Point localization data
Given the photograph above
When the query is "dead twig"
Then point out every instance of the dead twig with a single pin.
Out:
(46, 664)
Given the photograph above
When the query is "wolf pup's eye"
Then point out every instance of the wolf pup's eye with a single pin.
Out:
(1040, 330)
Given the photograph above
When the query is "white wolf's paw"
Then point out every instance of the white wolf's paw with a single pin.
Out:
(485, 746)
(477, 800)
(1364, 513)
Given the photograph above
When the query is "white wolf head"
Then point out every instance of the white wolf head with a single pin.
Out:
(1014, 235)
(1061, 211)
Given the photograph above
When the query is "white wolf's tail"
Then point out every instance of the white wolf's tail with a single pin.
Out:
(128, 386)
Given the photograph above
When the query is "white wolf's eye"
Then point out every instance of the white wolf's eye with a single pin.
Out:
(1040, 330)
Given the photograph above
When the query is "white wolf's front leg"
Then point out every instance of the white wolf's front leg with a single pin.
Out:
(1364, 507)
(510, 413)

== What to do ==
Gather from the data above every line with the string "single".

== Task response ==
Then point out every instance of the dead twig with a single pin.
Then point out every instance of the wolf pup's eye with a single pin.
Then point out every instance of the white wolf's paw with a single pin.
Then point out every instance of the white wolf head with a single pin.
Then point out every instance of the white wolf's tail with a single pin.
Then point out every instance of the white wolf's eye with a single pin.
Then point out every instance of the white wolf's front leg with a single pin.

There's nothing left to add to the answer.